START Information supplied

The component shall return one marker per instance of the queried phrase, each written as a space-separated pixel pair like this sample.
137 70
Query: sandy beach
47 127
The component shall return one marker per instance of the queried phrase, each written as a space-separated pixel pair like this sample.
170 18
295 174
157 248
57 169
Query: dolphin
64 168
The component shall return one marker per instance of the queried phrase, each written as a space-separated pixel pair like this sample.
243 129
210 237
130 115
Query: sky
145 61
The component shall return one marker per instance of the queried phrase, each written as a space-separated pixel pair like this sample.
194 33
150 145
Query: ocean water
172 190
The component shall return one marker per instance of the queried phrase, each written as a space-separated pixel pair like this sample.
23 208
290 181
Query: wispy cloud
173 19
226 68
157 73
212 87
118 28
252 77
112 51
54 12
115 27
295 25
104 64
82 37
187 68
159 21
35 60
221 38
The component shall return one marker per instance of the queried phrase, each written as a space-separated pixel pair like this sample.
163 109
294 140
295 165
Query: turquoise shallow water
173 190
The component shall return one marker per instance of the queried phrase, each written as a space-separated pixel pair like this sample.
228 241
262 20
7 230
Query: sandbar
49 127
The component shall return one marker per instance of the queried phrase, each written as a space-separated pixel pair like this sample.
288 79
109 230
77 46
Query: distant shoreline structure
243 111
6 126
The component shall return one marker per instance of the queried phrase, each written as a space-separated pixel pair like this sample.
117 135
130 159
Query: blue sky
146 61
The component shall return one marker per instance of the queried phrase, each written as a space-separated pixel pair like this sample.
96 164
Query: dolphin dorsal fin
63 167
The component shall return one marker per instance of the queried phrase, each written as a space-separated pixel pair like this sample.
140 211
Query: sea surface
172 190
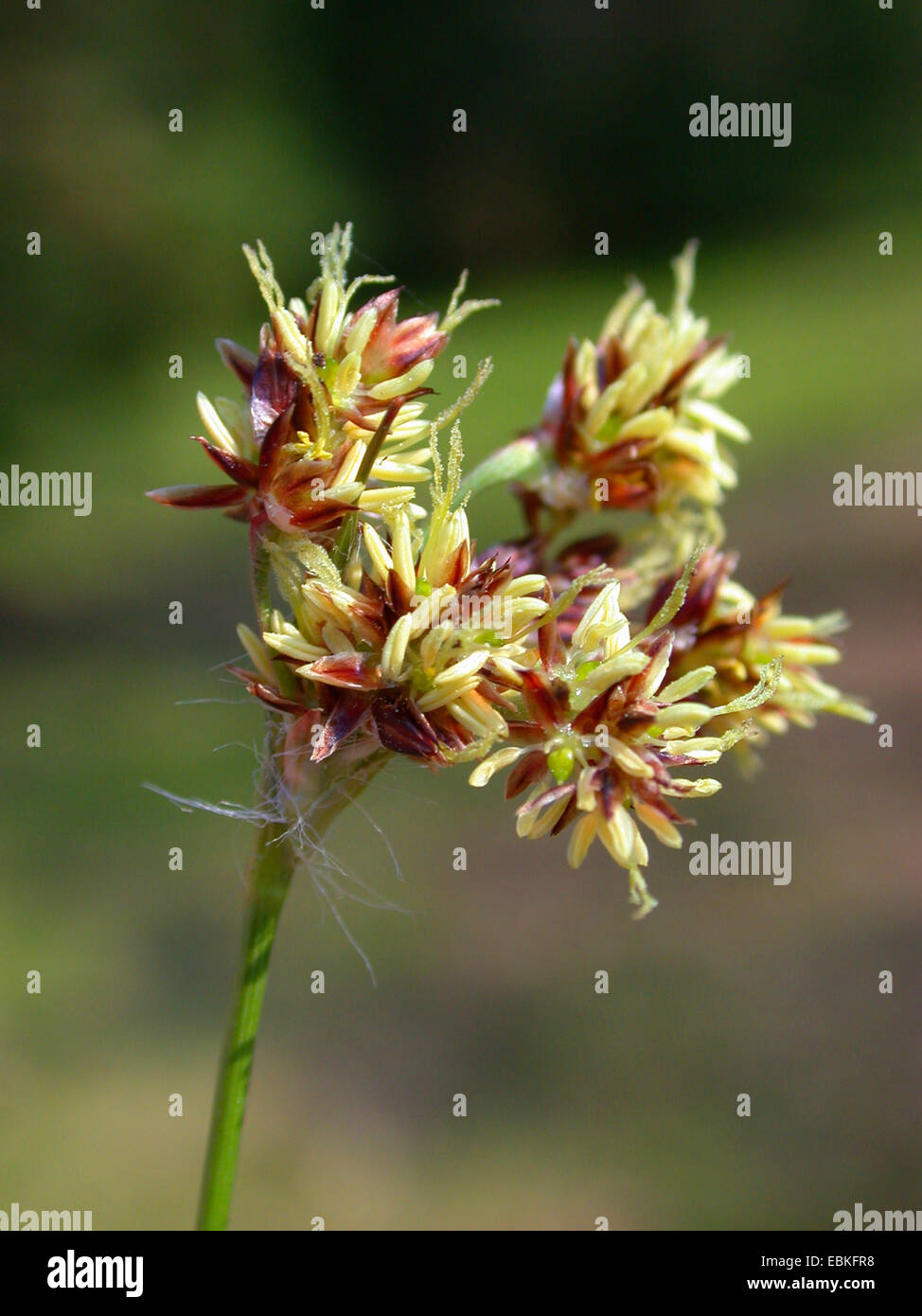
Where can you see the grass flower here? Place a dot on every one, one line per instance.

END Information supplied

*What you are asked to do:* Copy the records exactly as they appear, excluding images.

*Your response:*
The component shall return one marker per instance of the queried phrase, each written as a space-separated pixel pair like this sample.
137 70
Query: sandy beach
47 127
The component shall return one marker per instance of the queried phrase, each written as a space-separated pixel pair like this sample.
170 18
295 174
157 248
57 169
Query: dolphin
64 168
The component shall return one marker per instance of the queried phrase, each written as a space-separated pixel pair like this sample.
243 129
210 237
130 115
Query: sky
145 61
The component shall return one marker per instance of the queried phrase, each written as a space-separated pixel pair like this sample.
194 33
150 145
Query: ocean water
172 190
The component shall return one marker per instance of the queried phrase, each written as a space-separated pixel pair like this sample.
23 208
290 181
Query: wispy cloud
173 19
226 68
157 73
212 87
118 28
252 77
112 51
54 12
115 27
295 25
104 64
82 37
187 68
159 21
35 60
221 38
The component shall return one marker per instance of the queried phrase, each written as a space-separated pixel pair like this sample.
163 109
294 140
295 165
Query: turquoise shallow water
173 190
The component shall return one marker per instance of the queried phrase, each written as a space-separated pixel pair like this sample.
228 241
262 20
7 230
Query: sandbar
49 127
The component shall return one marker per instance of the queried phrase, each written as a space-separated pixel pair like this sample.
288 79
109 230
77 46
Query: distant shoreline structure
243 111
6 126
The component shall return one marker per instance of the queried phrase, each written as a space-separated pixel pair like this sample.
117 135
130 159
Query: blue sky
146 61
The component shall return one marker per instance of the queried phrase, each written as a space-separated pixel pair like this sample.
96 164
Query: dolphin dorsal fin
63 167
The component shall return one marker per instance of the queried phrase, each written as a space-separated pixel pair like this sample.
140 211
Query: sea surface
172 190
Where can you see the grass flower here? Place a dot on every one, one line per instance.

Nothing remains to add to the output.